**ACTION ITEM:**
Reproduce exactly the line that contains "Where can the asphalt" and all lines that follow it in the records below, ending with the last one.

(Point-per-instance localization data)
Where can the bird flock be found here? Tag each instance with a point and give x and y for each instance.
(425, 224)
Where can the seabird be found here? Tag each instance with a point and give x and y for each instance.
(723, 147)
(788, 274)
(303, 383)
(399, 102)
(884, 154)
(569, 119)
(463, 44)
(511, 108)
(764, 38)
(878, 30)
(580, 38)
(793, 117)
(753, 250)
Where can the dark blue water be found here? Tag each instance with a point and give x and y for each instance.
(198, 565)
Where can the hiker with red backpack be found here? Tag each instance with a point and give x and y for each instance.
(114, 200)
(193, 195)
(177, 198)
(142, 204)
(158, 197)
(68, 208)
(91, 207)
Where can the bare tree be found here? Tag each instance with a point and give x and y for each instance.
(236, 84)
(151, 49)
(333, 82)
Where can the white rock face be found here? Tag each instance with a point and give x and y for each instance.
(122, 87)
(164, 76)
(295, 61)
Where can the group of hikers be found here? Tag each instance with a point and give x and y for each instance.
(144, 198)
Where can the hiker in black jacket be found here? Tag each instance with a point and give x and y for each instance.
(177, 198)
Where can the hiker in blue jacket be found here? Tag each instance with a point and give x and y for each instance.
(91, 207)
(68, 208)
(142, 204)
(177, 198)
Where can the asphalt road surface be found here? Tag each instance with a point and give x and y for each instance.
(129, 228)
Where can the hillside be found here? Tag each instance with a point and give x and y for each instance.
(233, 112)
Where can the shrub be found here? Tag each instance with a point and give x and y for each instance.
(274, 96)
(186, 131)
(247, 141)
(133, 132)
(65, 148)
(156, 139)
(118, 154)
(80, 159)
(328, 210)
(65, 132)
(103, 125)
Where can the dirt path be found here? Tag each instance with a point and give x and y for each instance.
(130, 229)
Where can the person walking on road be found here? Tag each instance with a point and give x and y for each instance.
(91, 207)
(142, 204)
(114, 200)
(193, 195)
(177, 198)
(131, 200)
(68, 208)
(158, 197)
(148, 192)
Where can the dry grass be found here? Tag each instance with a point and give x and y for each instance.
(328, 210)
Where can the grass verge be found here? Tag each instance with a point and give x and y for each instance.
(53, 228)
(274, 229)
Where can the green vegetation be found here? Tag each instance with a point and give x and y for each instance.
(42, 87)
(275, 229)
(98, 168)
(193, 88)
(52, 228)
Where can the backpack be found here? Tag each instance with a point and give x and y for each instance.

**EXERCISE RESULT:**
Where can the asphalt road surface be found here? Tag each instance with a point and give x and y for each instance.
(129, 228)
Where can the hillside be found here? Tag each instance with a point and give x and y for each instance.
(233, 112)
Where can the shrub be found here? Tag each instance with a point and give x and y for each instance.
(274, 96)
(186, 131)
(247, 141)
(133, 132)
(65, 148)
(156, 139)
(118, 154)
(80, 159)
(328, 210)
(65, 132)
(103, 125)
Where can the dirt path be found here? Tag each instance with a point and give x and y for each instance.
(130, 229)
Where can the person walking on road be found here? Tag each instance with a point and give x and y for each instance.
(91, 207)
(142, 204)
(114, 200)
(193, 195)
(177, 198)
(131, 200)
(68, 208)
(158, 197)
(148, 192)
Where can the dry grass be found here? Tag each instance with a point and give x and y for each instance.
(328, 210)
Where can the grass verge be found here? Tag each instance with a point and give x and y for each instance.
(53, 228)
(274, 229)
Where can the green vegetation be found here? Tag each instance with a point and give x and y for each instance.
(42, 87)
(275, 229)
(98, 168)
(193, 88)
(52, 228)
Where can the backpack be found here? Tag each instance with a point and give x and y for each instance.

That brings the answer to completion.